» Passage:
>>>

Executive Order 12333, signed by Ronald Reagan in 1981, provides for such warrantless searches directed against "a foreign power or an agent of a foreign power"...

So why didn't  Al Gore give this speech in 1994 when his Deputy AG testified that warrants weren't required.

And why was my earlier comment on this subject deleted?  I had heard other commenters here talk about having their comments deleted but this is the first time it has happened to me.  Twice in one day.  Look at sck5's reply #6 to my "invisible" post if you don't believe me.  I could maybe understand if I had used foul language or been abusive to another commenter but I didn't do either.  I had thought better of this site.

  
Ignore the distractions of what Clinton did or did not do.  This has nothing to do with it.

It has everything to do with it if Gore thought it was fine then and illegal now.

Eloquence and honesty and complexity,  and with them democracy, are all boring to TV and MSM. Conveniently enough for them that also all but assures the outcome of elections: the glib and/or evil, those prepared to lie and slander in sound bites, are bound to win almost every time.

<<<

» Material provided:
>>>

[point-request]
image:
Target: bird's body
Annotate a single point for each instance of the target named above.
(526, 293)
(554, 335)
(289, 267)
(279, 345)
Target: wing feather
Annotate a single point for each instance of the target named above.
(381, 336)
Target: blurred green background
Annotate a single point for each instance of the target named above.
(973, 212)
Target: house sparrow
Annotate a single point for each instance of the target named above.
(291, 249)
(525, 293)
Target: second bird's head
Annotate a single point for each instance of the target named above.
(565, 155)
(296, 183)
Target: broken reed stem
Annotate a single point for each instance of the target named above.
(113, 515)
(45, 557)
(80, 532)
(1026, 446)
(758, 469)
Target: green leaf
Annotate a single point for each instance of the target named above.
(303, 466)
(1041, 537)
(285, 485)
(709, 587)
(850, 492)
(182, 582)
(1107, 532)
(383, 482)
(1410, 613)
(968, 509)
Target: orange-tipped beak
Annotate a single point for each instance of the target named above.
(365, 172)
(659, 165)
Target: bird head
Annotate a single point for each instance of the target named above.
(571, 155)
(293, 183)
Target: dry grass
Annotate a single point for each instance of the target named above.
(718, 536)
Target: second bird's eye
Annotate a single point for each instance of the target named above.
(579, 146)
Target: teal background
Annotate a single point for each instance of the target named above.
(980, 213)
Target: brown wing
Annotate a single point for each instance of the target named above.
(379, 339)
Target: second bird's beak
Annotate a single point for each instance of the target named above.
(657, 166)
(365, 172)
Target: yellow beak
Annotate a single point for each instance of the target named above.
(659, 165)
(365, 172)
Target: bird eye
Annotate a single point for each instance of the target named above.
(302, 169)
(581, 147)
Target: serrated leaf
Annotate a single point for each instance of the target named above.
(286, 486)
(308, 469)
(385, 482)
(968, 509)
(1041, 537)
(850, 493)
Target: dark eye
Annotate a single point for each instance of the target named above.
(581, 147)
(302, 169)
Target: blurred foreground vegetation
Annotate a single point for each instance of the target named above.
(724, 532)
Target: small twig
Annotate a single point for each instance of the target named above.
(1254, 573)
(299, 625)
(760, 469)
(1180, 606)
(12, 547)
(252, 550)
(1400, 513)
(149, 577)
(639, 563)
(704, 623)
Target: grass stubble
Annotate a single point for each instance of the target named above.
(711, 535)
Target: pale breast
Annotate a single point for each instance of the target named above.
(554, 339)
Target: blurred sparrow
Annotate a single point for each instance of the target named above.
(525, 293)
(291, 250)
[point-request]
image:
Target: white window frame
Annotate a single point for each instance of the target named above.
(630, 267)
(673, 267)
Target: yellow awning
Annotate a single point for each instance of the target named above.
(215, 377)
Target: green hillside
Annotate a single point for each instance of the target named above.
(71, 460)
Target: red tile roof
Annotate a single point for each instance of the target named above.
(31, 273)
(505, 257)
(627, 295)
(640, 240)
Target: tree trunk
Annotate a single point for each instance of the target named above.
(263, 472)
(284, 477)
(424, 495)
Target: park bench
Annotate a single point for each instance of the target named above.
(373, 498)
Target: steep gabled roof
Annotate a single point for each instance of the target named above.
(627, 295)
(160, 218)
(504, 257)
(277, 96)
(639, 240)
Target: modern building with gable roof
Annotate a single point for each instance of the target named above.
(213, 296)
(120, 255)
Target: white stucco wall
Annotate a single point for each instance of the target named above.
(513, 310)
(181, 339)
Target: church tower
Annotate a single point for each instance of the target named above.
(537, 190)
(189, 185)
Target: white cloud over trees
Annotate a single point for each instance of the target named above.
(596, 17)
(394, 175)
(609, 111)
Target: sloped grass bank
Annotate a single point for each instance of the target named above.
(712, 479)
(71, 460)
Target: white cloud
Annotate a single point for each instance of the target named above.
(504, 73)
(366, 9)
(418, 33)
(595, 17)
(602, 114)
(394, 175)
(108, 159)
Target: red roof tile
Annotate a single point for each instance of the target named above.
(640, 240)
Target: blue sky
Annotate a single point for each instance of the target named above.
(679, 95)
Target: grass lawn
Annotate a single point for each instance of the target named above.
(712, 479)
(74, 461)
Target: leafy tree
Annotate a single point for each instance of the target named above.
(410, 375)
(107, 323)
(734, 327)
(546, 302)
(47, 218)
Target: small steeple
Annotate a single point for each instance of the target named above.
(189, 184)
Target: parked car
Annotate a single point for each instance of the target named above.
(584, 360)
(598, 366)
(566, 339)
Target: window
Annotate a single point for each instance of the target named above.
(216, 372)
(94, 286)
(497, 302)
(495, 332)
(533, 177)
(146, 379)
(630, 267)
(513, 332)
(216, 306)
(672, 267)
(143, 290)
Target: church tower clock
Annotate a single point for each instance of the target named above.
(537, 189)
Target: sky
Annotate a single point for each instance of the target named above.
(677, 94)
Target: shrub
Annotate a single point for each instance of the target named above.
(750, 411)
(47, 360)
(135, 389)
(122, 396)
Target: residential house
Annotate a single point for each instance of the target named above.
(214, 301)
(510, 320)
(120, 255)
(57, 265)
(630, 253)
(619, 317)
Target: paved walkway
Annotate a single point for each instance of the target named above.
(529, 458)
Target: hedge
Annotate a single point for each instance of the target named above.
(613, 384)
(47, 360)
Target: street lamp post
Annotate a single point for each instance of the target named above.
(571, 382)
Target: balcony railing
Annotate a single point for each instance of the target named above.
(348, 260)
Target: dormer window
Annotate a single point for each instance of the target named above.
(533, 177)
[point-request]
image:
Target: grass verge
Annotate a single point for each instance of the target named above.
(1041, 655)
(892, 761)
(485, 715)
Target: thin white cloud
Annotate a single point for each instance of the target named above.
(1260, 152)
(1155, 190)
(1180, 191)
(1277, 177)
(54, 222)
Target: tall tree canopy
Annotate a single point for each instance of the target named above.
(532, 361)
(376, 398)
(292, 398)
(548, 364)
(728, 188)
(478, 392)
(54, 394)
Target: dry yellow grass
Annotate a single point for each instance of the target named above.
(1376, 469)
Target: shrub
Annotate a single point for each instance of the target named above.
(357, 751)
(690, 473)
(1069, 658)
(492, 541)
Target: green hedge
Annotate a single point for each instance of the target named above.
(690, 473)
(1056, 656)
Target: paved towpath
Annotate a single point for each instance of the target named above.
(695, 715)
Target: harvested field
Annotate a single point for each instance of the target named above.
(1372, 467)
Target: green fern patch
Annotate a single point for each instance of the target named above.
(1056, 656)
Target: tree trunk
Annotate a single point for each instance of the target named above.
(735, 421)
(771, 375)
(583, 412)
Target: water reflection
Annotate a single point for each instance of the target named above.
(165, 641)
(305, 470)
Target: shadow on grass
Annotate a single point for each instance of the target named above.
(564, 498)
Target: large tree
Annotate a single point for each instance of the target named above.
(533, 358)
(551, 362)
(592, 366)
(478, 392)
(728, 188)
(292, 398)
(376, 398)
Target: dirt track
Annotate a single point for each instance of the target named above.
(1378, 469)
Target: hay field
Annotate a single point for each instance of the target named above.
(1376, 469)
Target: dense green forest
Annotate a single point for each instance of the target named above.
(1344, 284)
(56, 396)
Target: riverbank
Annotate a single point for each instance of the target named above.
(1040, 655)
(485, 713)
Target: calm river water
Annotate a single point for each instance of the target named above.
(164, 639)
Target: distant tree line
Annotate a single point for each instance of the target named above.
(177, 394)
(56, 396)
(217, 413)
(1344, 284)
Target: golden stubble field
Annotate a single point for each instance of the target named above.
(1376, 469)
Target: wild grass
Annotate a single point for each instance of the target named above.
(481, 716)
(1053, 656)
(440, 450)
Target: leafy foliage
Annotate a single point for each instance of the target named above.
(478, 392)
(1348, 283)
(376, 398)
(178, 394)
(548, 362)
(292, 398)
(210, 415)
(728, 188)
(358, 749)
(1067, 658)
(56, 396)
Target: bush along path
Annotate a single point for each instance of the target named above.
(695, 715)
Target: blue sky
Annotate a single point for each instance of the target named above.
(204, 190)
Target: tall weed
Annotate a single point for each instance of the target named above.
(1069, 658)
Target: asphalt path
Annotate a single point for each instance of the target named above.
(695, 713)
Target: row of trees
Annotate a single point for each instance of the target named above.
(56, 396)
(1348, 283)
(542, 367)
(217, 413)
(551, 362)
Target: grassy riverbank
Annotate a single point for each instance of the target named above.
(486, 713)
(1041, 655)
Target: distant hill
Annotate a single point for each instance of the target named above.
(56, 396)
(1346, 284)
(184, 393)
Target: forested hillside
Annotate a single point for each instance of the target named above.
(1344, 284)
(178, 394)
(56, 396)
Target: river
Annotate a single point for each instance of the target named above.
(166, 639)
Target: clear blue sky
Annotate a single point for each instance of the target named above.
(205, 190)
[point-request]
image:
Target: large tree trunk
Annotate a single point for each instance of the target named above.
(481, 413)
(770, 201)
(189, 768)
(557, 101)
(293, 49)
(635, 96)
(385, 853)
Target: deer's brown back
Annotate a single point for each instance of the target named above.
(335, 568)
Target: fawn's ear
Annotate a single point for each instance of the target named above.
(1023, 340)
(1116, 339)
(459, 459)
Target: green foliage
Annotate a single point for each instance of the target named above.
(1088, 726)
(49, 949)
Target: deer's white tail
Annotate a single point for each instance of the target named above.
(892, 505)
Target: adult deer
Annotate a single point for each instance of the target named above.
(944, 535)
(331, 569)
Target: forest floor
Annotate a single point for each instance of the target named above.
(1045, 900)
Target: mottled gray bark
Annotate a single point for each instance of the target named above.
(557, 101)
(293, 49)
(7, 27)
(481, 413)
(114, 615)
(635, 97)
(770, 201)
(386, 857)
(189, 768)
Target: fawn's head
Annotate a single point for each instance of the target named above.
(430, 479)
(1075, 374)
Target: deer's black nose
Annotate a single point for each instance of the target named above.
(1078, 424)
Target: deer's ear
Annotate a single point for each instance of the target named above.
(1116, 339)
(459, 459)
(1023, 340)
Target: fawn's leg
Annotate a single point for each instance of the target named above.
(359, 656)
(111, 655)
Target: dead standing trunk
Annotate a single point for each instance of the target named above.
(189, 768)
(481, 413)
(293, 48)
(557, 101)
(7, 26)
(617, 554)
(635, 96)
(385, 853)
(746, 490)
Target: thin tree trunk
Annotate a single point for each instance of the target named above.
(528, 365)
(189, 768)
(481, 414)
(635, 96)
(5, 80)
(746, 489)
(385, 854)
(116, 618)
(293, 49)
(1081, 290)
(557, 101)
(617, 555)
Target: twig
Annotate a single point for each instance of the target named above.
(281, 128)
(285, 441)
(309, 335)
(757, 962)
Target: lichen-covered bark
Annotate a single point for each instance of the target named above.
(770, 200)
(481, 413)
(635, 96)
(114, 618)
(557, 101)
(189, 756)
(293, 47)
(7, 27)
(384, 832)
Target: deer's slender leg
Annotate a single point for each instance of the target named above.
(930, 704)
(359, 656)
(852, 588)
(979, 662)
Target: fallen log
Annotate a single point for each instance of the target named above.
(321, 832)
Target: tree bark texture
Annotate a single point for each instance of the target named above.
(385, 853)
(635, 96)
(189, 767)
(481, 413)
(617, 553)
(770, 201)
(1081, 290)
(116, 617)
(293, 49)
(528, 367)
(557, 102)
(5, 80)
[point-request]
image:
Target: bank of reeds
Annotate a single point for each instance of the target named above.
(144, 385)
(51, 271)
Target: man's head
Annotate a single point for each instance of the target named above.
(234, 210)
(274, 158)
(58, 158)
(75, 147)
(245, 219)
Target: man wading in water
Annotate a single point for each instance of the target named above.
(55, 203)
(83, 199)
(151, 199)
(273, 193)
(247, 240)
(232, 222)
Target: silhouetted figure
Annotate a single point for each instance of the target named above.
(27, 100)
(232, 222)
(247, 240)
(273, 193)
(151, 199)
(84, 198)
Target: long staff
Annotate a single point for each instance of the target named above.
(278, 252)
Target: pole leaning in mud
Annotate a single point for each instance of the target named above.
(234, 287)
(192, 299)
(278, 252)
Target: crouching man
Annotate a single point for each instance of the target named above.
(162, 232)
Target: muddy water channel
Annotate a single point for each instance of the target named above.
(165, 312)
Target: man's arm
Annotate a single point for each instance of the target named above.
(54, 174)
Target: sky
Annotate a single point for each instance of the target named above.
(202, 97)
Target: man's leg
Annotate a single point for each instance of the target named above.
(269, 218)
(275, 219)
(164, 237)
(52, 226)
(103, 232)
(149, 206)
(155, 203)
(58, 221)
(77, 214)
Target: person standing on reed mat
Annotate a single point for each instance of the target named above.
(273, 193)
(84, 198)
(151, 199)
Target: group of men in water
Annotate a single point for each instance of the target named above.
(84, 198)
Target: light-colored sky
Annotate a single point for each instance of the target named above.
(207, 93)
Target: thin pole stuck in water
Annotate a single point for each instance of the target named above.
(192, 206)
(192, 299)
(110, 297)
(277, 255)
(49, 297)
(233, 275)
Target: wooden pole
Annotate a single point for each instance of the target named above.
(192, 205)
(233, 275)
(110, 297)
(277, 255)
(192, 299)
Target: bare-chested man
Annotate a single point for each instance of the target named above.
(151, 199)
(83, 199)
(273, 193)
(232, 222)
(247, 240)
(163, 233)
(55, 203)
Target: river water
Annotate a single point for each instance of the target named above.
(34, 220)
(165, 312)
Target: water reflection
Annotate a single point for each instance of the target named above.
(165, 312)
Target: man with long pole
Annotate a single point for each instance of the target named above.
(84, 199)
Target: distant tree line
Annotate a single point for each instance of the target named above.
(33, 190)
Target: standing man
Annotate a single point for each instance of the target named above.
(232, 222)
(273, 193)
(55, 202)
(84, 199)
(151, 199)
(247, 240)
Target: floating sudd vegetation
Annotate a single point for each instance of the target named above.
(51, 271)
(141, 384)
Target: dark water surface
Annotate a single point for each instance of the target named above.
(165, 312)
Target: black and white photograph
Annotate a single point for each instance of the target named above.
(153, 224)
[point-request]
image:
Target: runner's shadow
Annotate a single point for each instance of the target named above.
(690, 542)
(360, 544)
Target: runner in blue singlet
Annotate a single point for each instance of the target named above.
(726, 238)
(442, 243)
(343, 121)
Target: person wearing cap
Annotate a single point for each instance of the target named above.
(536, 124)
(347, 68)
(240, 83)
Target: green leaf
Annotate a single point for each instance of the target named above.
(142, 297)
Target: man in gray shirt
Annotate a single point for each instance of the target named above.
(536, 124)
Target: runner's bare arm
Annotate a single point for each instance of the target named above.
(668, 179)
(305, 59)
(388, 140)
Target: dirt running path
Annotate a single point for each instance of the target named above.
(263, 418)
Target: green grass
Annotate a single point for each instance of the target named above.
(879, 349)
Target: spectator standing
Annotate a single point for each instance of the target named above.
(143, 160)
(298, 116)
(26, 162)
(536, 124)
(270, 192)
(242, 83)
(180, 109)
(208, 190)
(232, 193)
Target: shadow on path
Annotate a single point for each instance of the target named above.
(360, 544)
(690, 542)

<<<

» Directions:
Can you carry on the comment thread on warrantless searches, starting after its last line? The rows come from a separate source, not from the comment thread on warrantless searches.

» Reply to the task:
Gore has a pattern of playing it safe during an election, then losing it and regretting it. His first presidential run wasn't the first time, just the most egregious.

Going into the 2000 election, Gore had been a key member of a very popular administration, was riding high on a good economy, was sitting on top of a healthy budget surplus, and still managed to blow it by treating his former running mate, to whom he owed all this success, as a pariah because he got caught with his pants down. He chose the sanctimonious Joe Lieberman to run with him on the "We're Not Clinton" ticket. He lost his home state, fer cryin' out loud. Even Mondale managed to win Minnesota.

Gore has the smell of "loser" all over him. Let him talk all he wants, it's meaningless in terms of moving the political debate.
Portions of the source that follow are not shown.